学習目標 a:
以下の記録から、「open」という語を含む行をすべて拾い集め、一行ずつ書き写しなさい。

動員挿話【公演終了!ありがとうございました】 公演情報 動員挿話【公演終了!ありがとうございました】」の観てきた!クチコミ一覧

満足度の平均 4.1
1-10件 / 10件中
  • 満足度★★★★

    どっひゃー。
    こんな演出とは!
    前半は、少々・・・だったのだが、後半からの展開には目を奪われた。
    スサマジイ。
    演出の力を見せつけられる。
    もちろん、役者にもブレはない

    ネタバレBOX

    岸田國士氏の脚本の最初と途中に今回オリジナルの脚本を足したそうだ。
    今回の追加部分は、客いじり的な要素があり、観客との距離を縮めるにはそれなりに面白かった。
    ・・ったのだが、それにより、もとの物語の芯が少々ぼけてしまったように感じた。

    大切な夫、友吉を戦場に行かせたくないという妻の数代の行動が、この時代(あるいはどの時代であっても)、とても奇異なことであるということ、そう見えてしまうことに対する疑問の投げかけが物語のメッセージであろう。

    したがって、その登場から突然歌い現れて、顔を歪める数代は見るからに奇異な存在として観客に提示される。
    他の登場人物もほぼ変なテンションだったり、今風の話言葉や衣装なのだが、数代ほどは変ではなく、数代と比較すれば至って普通である。
    将校家のひとびとの、数代の登場に戸惑う表情からもそれがうかがえる。
    もともと数代はその存在が少々疎まれているようだし。

    本来は、その中にあって数代が「浮き」、一般の人々との温度差が露になるのだろうが、冒頭の新たに追加したシーンには、客いじりなどもあり、その独特のテンションの余韻があるまま本編に突入するので、登場人物すべてがほぼ似たような、変なテンションの変な人たちに見えてしまう。
    テンションが変なのではなく、現代風のチャライ感じの将校と女子高生のような将校の夫人のいでたちと、現代風の台詞という表面的な様子にも惑わされてしまっているだけなのだ。
    そのために、数代の存在という物語の芯がぼけてしまったのではないのだろうか。

    数代と他の登場人物たちの徐々に明らかになる差を明確にするためにも、この新たな追加シーンは、イメージのミスリードをしているのではないのかと思った。

    さらに中盤に差し込まれた、将校の息子の恋物語も物語全体の中での位置づけが見えてこない。相手の娘の変なしゃべりも意味ありげなのだが。

    登場人物の中で、衣装も演技も唯一シリアスなのは、数代の夫、馬丁の友吉である。彼だけがどうしてそうなのかがイマイチわからなかった。将校一家(一般の人たち)と数代の中間に位置する、あるいは何かに属することのないナチュラルな人ということなのだろうか。

    数代を演じた大西さんの、口調、台詞回しのトーンにはしっとり感があり、重さがある。だから変なテンションのとき、あるいは変な顔をするときは、痛々しい。

学習目標 b:
上に示した『動員挿話』の観劇感想を、最後の文の後から書き継ぎなさい。

提供資料:
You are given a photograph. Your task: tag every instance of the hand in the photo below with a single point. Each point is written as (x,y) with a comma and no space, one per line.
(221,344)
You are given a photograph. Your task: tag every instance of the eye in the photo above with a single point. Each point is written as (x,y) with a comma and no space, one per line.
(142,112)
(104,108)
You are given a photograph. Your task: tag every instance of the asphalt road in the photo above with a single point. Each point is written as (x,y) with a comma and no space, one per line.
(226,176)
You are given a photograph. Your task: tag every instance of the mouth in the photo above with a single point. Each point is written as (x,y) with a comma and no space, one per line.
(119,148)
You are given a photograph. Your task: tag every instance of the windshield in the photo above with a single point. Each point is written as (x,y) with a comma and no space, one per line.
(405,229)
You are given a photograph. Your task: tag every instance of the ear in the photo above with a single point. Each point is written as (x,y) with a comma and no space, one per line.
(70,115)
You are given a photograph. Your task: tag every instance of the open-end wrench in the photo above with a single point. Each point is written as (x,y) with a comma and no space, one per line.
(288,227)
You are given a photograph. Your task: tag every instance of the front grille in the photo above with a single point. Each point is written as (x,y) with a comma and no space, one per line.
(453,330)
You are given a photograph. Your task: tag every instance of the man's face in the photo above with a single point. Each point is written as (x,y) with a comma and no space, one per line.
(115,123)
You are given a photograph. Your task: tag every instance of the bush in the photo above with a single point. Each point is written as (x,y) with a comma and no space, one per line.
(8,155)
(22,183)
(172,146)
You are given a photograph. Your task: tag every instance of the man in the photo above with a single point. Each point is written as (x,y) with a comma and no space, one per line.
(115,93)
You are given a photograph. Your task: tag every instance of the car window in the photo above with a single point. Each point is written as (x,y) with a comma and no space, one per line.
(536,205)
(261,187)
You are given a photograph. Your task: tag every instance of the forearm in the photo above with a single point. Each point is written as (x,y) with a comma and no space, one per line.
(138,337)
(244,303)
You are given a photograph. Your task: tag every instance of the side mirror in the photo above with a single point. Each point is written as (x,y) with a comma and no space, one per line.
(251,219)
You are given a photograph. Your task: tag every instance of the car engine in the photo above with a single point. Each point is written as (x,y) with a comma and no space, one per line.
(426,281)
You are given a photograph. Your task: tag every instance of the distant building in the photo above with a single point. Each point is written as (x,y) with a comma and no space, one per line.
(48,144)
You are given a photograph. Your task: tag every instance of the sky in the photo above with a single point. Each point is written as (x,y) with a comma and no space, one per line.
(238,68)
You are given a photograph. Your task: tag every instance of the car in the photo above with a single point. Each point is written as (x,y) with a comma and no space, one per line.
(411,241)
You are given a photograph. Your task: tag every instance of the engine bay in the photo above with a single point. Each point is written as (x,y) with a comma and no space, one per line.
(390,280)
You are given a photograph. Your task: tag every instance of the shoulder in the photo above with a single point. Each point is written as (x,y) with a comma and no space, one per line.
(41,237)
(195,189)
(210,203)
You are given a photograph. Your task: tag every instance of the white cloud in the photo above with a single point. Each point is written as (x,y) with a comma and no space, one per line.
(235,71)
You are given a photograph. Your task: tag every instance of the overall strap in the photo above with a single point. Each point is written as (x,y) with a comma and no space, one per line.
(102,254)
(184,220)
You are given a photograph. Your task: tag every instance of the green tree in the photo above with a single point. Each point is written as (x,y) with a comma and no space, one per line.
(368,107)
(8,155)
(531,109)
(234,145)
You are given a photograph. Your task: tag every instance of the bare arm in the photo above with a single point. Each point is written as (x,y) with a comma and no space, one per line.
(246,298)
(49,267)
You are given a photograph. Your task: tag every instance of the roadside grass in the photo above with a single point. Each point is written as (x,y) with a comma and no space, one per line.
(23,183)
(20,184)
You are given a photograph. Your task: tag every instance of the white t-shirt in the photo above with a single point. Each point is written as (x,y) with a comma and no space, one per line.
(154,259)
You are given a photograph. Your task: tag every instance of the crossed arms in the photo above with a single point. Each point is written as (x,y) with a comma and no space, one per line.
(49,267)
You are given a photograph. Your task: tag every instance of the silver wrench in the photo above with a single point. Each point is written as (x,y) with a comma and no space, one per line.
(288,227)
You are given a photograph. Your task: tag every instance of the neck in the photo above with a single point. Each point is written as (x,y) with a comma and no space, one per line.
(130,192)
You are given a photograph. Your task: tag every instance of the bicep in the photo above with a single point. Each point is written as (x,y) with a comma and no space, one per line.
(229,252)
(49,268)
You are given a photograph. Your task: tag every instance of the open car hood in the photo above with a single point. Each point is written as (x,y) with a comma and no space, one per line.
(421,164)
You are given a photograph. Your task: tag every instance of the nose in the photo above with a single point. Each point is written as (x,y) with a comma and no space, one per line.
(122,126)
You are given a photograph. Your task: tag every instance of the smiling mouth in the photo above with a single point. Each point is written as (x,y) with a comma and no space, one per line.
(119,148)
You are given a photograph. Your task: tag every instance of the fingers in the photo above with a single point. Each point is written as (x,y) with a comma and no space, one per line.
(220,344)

解答例 a:
You are given a photograph. Your task: tag every instance of the open-end wrench in the photo above with a single point. Each point is written as (x,y) with a comma and no space, one per line.
You are given a photograph. Your task: tag every instance of the open car hood in the photo above with a single point. Each point is written as (x,y) with a comma and no space, one per line.

解答例 b:
    その痛々しさが、伝わってくることがこの舞台のキモなのではないのかと思ってきた。それは痛々しいほどの人を想う気持ちであり、ホンネを口には出すことが憚れる時代の痛々しさでもあるのだ。

    後半の変なテンション抜きの彼女の表情や台詞には、さらに凄みが加味され、これは凄いと思わざるを得なかった。

    このトーンを持っている女優さんを使うのだから、彼女だけシリアスのままで、周囲の時代の波に乗っていてホンネを語ることができない人々のほうをハイテンションにする、というのが、(たぶん)正攻法に近い演出なのだろうが、それを選ばず逆の関係(周囲よりも数代のほうを変なテンション)にしたところが今回の舞台なのだと思った。

    ラストに訪れる悲劇は、結局、自分の夫への強い想いが裏切られ、夫に対して「それだけ」としか言えなかった数代の絶望感と哀しみの現れなのだろう。

    夫の出征に対して、死をもって抵抗した数代の行為は、この時代であれば、数代の思いとは裏腹に、逆に戦場に夫を送る妻の美談として祭り上げられてしまうのだろうな、という深読みもしてしまった。
  • 満足度★★★★

    素材として最高!
    非常に面白かった。前半のネタ合戦のような部分に途中飽きがきたが、その後後半へのたたみかけが見事。
    全体として少し力不足(結集仕切れてない)感がしたが、演出・俳優の努力の箇所箇所が素材として大変魅力的であったように思う。特に女中・父・息子役が素敵だった。

  • 満足度★★★

    こーゆー話だったんですね
    戦地に赴く者、残される者の話でしたか。で歌あり・踊りありで大胆演出したんですね。 うーんアリかな。 衣装も当時のものと、現代高校生風のもので、キャラも合わせたと。斬新で、非常に記憶に残る作品でした。

    ネタバレBOX

    不気味?な動きをする副官さんが、飛ばされた奥様にぶつかって壁に張り付く演技が、妙にうまくて印象に強く残りました。演出の冴えですかね。

    長男の芝居は違和感無く、観客巻き込んで楽しかった。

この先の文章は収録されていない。